_Challenge_
Copy every line from the one containing "If you could spot the gray painted" through the last line of the records below, both included, and nothing else.

════════

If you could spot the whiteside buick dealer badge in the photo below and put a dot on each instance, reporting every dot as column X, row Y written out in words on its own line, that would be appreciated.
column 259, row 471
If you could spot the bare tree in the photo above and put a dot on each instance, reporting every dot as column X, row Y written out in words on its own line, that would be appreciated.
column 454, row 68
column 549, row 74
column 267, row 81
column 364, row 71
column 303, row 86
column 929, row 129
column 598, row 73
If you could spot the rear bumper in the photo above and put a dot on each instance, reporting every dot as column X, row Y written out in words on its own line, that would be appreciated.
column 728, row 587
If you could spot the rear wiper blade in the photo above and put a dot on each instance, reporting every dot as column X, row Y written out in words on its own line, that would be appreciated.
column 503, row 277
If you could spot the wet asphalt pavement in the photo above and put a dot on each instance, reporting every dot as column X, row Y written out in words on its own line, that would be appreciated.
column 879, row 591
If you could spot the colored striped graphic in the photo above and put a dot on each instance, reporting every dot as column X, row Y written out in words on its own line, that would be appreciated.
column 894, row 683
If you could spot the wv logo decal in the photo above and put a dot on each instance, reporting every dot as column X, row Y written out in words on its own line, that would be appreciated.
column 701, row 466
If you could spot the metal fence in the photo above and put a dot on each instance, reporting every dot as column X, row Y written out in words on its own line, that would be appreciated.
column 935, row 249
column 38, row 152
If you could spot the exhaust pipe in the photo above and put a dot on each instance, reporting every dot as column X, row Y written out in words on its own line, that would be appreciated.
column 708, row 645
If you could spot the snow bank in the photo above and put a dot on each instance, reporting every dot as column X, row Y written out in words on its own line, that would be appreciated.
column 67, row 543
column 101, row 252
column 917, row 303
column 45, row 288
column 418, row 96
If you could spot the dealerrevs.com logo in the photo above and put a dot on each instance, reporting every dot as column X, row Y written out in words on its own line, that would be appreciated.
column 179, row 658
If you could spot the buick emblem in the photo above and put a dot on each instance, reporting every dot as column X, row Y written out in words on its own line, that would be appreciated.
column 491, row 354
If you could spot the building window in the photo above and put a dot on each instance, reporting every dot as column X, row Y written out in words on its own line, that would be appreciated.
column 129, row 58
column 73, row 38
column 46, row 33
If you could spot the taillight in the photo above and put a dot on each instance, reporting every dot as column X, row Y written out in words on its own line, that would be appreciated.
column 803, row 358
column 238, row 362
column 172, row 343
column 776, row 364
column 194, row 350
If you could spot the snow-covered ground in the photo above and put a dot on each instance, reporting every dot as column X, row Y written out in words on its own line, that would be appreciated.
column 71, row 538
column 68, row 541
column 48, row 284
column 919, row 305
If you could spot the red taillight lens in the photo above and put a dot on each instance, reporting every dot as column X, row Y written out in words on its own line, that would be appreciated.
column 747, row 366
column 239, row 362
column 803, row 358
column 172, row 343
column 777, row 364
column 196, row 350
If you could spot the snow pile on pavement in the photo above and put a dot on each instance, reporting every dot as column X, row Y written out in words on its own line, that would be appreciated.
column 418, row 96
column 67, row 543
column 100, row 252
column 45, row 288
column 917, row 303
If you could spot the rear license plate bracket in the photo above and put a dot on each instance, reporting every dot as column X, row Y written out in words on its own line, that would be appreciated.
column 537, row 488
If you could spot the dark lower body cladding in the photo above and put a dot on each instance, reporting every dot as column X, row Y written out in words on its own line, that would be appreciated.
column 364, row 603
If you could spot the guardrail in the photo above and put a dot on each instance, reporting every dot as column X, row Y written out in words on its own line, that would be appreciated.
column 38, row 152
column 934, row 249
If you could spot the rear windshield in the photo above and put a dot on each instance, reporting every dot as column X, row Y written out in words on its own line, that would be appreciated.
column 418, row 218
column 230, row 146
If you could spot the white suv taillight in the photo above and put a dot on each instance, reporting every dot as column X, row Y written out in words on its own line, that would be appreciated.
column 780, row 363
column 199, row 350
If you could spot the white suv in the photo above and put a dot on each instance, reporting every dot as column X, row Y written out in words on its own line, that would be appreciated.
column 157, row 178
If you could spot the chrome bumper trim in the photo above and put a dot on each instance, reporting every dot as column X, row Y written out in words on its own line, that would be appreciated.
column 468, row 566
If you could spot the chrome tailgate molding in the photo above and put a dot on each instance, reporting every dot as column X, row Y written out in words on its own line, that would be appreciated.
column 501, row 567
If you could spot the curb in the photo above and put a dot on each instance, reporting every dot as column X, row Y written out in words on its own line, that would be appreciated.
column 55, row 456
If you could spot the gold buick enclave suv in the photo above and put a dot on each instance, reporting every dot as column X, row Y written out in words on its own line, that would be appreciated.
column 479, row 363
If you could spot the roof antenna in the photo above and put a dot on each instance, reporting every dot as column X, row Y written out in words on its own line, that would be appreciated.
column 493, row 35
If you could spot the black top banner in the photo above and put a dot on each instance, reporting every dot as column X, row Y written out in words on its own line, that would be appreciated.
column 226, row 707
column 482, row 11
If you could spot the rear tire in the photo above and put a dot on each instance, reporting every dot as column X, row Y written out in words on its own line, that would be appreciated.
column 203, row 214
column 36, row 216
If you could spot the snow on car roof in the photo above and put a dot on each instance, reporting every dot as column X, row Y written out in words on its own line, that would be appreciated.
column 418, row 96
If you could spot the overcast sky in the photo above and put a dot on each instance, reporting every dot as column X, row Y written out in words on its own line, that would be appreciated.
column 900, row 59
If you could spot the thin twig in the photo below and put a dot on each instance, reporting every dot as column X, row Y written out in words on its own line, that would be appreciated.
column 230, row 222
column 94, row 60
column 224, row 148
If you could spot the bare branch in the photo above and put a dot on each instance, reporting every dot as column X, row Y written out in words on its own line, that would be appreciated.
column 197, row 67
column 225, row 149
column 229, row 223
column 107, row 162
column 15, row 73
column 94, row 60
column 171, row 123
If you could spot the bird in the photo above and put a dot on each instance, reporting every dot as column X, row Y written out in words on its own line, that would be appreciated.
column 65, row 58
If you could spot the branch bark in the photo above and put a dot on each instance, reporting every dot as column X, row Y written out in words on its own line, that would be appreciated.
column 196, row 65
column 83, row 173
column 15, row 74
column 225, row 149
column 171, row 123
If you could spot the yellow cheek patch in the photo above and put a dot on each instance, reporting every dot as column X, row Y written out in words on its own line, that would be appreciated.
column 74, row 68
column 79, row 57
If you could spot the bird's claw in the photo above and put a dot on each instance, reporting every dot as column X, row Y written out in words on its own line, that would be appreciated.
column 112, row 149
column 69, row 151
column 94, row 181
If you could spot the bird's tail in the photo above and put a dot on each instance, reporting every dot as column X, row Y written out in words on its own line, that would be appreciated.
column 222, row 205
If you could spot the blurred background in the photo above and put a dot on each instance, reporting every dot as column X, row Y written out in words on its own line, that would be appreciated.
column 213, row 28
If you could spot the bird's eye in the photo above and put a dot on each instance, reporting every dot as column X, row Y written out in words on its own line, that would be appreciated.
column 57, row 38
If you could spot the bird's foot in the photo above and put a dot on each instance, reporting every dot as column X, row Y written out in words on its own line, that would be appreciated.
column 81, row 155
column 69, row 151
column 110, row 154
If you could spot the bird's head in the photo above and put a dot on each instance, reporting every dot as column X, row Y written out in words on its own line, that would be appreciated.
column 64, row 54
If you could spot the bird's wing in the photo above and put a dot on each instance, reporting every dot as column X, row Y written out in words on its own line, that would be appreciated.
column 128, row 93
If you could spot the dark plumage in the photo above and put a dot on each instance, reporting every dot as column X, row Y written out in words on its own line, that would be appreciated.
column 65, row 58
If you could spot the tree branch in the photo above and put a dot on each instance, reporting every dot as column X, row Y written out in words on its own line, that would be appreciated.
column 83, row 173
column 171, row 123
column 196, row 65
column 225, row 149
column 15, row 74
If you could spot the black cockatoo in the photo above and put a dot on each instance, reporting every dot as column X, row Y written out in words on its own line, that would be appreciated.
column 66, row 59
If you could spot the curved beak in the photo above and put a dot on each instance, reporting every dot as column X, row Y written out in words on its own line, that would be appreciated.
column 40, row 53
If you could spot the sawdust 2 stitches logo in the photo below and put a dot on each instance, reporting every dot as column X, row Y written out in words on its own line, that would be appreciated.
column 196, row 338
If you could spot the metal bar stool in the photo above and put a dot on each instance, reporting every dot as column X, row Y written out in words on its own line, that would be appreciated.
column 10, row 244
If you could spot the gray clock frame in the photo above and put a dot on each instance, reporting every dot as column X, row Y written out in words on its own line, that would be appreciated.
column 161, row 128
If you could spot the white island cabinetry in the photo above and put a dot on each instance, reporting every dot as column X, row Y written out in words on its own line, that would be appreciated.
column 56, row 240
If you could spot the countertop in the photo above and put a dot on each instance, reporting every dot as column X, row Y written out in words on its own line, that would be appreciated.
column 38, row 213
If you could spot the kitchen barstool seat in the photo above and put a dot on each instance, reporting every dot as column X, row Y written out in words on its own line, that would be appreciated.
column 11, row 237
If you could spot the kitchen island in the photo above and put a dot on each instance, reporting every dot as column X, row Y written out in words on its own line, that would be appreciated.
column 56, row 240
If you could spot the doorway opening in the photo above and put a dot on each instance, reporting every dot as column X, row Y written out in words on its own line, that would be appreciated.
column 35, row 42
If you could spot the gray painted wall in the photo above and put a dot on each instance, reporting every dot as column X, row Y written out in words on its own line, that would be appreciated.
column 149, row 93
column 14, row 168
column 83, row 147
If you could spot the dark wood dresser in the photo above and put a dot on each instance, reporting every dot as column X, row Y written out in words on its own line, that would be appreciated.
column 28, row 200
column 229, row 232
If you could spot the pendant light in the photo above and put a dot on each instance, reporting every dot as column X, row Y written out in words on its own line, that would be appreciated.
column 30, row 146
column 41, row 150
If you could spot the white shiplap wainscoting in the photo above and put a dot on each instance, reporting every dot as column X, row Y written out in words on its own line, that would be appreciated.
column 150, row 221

════════

_Result_
If you could spot the gray painted wall in the photo above and put a dot on each instance, reporting every dot as column X, row Y written out in words on its own line, that would be appreciated.
column 149, row 93
column 14, row 168
column 83, row 147
If you could spot the dark wood dresser in the photo above and put a dot on each instance, reporting every dot as column X, row Y written out in words on its own line, that would be appreciated.
column 28, row 200
column 229, row 232
If you could spot the pendant light in the photo above and put a dot on each instance, reporting every dot as column X, row Y written out in words on its own line, that would be appreciated.
column 30, row 146
column 41, row 150
If you could spot the white shiplap wainscoting in the photo above and put a dot on each instance, reporting every dot as column X, row Y written out in words on its own line, that would be appreciated.
column 150, row 221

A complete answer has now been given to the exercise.